:: RECORDS SUPPLIED

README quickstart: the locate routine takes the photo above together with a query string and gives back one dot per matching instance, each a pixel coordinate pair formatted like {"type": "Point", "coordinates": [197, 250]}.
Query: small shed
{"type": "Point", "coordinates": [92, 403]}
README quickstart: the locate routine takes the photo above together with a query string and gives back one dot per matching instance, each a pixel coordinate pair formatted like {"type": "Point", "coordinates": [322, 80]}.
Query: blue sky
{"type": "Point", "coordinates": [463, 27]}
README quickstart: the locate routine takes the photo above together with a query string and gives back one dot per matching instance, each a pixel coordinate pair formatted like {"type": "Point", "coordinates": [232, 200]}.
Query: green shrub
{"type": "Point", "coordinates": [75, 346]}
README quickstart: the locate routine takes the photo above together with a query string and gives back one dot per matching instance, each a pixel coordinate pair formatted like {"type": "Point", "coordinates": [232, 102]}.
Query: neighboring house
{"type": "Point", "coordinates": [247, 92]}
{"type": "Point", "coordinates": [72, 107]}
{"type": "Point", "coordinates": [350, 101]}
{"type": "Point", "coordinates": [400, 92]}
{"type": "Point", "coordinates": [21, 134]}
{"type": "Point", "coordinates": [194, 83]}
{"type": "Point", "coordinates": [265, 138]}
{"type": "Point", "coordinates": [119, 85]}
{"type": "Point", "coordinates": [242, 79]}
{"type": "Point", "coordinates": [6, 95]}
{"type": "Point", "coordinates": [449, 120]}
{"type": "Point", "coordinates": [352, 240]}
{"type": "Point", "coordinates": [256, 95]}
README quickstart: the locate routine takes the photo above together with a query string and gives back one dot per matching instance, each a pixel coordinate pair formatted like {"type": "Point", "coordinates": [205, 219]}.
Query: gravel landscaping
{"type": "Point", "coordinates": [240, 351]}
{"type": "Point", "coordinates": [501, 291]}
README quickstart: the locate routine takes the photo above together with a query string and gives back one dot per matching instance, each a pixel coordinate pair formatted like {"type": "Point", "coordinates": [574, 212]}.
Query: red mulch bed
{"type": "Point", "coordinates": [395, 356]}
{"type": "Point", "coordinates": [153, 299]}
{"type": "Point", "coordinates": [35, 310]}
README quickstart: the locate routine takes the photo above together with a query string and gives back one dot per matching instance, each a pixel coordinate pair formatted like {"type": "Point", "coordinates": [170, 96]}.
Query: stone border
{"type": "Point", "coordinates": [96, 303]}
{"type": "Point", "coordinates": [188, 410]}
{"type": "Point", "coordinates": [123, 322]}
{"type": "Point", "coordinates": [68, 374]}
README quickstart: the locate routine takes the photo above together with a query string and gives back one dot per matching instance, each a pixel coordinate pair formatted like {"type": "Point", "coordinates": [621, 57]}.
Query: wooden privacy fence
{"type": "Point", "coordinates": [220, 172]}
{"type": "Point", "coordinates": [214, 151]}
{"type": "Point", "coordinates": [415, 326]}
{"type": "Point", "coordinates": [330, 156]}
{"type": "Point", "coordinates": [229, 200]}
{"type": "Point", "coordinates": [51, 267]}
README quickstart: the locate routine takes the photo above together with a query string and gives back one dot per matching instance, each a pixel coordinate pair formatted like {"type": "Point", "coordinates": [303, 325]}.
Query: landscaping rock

::::

:: EXERCISE AIM ::
Take the entries above and transcribe them exactly.

:: EXERCISE RESULT ::
README quickstart: the locate routine takes the photo above together with a query string and gives back one dot per matching instance, each a pixel coordinate pair formatted like {"type": "Point", "coordinates": [197, 250]}.
Query: small shed
{"type": "Point", "coordinates": [92, 403]}
README quickstart: the locate routine takes the photo above together with a query string and gives back one dot per matching instance, each a pixel coordinate pair formatted like {"type": "Point", "coordinates": [322, 80]}.
Query: blue sky
{"type": "Point", "coordinates": [463, 27]}
README quickstart: the locate routine takes the photo above together with a query string and gives back one dot per matching instance, each a pixel coordinate pair formatted like {"type": "Point", "coordinates": [232, 200]}.
Query: green shrub
{"type": "Point", "coordinates": [75, 346]}
README quickstart: the locate routine takes the photo above together with a query string and gives back one dot per matching instance, each a pixel coordinate pair formatted like {"type": "Point", "coordinates": [232, 102]}.
Query: neighboring house
{"type": "Point", "coordinates": [247, 92]}
{"type": "Point", "coordinates": [72, 107]}
{"type": "Point", "coordinates": [350, 101]}
{"type": "Point", "coordinates": [400, 92]}
{"type": "Point", "coordinates": [21, 134]}
{"type": "Point", "coordinates": [194, 83]}
{"type": "Point", "coordinates": [265, 138]}
{"type": "Point", "coordinates": [119, 85]}
{"type": "Point", "coordinates": [242, 79]}
{"type": "Point", "coordinates": [6, 95]}
{"type": "Point", "coordinates": [449, 120]}
{"type": "Point", "coordinates": [352, 240]}
{"type": "Point", "coordinates": [256, 95]}
README quickstart: the locate routine takes the photo above together with a query string and gives back one dot per matching instance, each a pixel coordinate pair formatted like {"type": "Point", "coordinates": [205, 219]}.
Query: gravel landscaping
{"type": "Point", "coordinates": [240, 351]}
{"type": "Point", "coordinates": [501, 291]}
README quickstart: the locate routine takes the photo above together with a query string and gives back one dot per matching instance, each a pixel coordinate pair formatted like {"type": "Point", "coordinates": [574, 212]}.
Query: red mulch bed
{"type": "Point", "coordinates": [395, 356]}
{"type": "Point", "coordinates": [153, 299]}
{"type": "Point", "coordinates": [35, 310]}
README quickstart: the locate routine takes the photo above together with a query string and gives back one dot per matching instance, each a pixel coordinate pair formatted like {"type": "Point", "coordinates": [170, 96]}.
Query: stone border
{"type": "Point", "coordinates": [96, 303]}
{"type": "Point", "coordinates": [188, 410]}
{"type": "Point", "coordinates": [123, 322]}
{"type": "Point", "coordinates": [68, 374]}
README quickstart: the locate routine takes the photo above together with a query string and gives back one dot per matching instance, each a pixel coordinate pair formatted like {"type": "Point", "coordinates": [621, 57]}.
Query: wooden privacy fence
{"type": "Point", "coordinates": [220, 172]}
{"type": "Point", "coordinates": [214, 151]}
{"type": "Point", "coordinates": [415, 326]}
{"type": "Point", "coordinates": [330, 156]}
{"type": "Point", "coordinates": [229, 200]}
{"type": "Point", "coordinates": [51, 267]}
README quickstart: the locate routine takes the photo above together with a query string and gives back one dot per matching instance, each a pixel coordinate pair formatted like {"type": "Point", "coordinates": [303, 325]}.
Query: landscaping rock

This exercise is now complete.